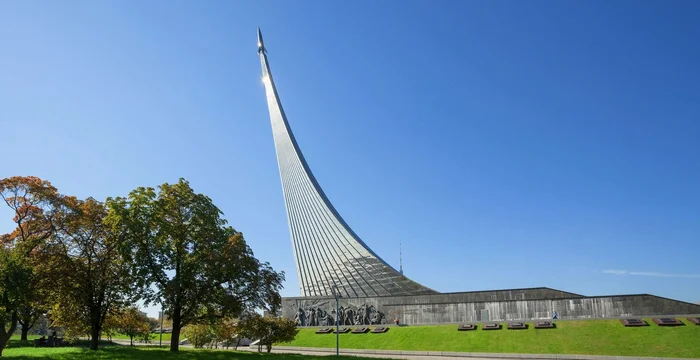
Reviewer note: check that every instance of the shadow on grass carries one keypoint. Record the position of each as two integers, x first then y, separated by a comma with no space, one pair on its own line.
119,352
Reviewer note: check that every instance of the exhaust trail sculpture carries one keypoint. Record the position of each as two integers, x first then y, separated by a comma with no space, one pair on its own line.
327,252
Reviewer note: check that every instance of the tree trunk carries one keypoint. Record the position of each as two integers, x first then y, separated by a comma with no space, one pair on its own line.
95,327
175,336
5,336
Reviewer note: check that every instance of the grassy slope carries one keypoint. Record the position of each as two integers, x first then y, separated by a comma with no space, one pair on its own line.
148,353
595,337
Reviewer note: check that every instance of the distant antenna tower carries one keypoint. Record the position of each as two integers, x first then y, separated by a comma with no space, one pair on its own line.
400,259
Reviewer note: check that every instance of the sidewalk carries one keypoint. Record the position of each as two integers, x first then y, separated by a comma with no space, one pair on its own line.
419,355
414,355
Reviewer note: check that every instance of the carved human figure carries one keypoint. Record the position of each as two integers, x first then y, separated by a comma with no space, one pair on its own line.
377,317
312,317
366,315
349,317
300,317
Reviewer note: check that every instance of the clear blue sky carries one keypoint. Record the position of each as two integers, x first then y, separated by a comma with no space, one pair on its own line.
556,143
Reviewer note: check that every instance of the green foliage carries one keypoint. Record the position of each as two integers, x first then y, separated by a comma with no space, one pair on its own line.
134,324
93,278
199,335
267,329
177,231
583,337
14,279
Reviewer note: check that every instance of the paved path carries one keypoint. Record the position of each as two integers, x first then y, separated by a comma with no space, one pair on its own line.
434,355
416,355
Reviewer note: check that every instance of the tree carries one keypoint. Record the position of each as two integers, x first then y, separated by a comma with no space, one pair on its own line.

...

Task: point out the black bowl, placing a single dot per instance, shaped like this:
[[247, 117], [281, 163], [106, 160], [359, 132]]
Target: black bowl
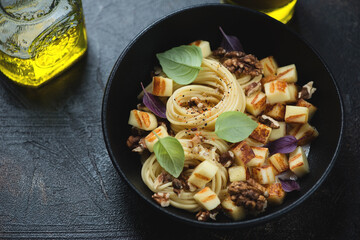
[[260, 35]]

- SET PROBLEM -
Can you turn the lines above, from the line containing "Reviewer note: check that every instance of the sidewalk" up to and including the line containing "Reviewer note: check that every instance of the tree carries", into a numbered list with any blank lines left out?

- TASK RESPONSE -
1. Reviewer note: check that every instance of the sidewalk carries one keypoint. Record the position of each as two integers, x first then y, separated by a comma with no space, one pair on its own line.
2. 419,355
3. 414,355
4. Reviewer note: check that every instance of the carved human figure carries one keypoint. Record the position of each as two integers, x first then y, separated by a comma with no space, one pair on its own line.
5. 377,317
6. 312,317
7. 366,315
8. 349,317
9. 300,317
10. Reviewer note: check that every instance of the clear blue sky carries one keypoint. Record the position of each as two integers, x first then y, separated by a comma with no space, one pair on its own line.
11. 556,143
12. Reviewer note: check that every instance of the green foliage carries one keypoint. Record the position of each as two integers, x first then y, separated by a comma with no space, one pair on its own line.
13. 134,324
14. 93,278
15. 199,335
16. 267,329
17. 177,231
18. 583,337
19. 14,279
20. Reviewer note: check that every instance of the paved path carries one keypoint. Record the position of each as two integers, x first then y, separated by a comma with no space, one pair on its own line.
21. 434,355
22. 416,355
23. Reviewer note: check that every instance of the tree carries one keypoint. Record the position of each as two integers, x first then y, separated by a comma with no space, one pair on its own line.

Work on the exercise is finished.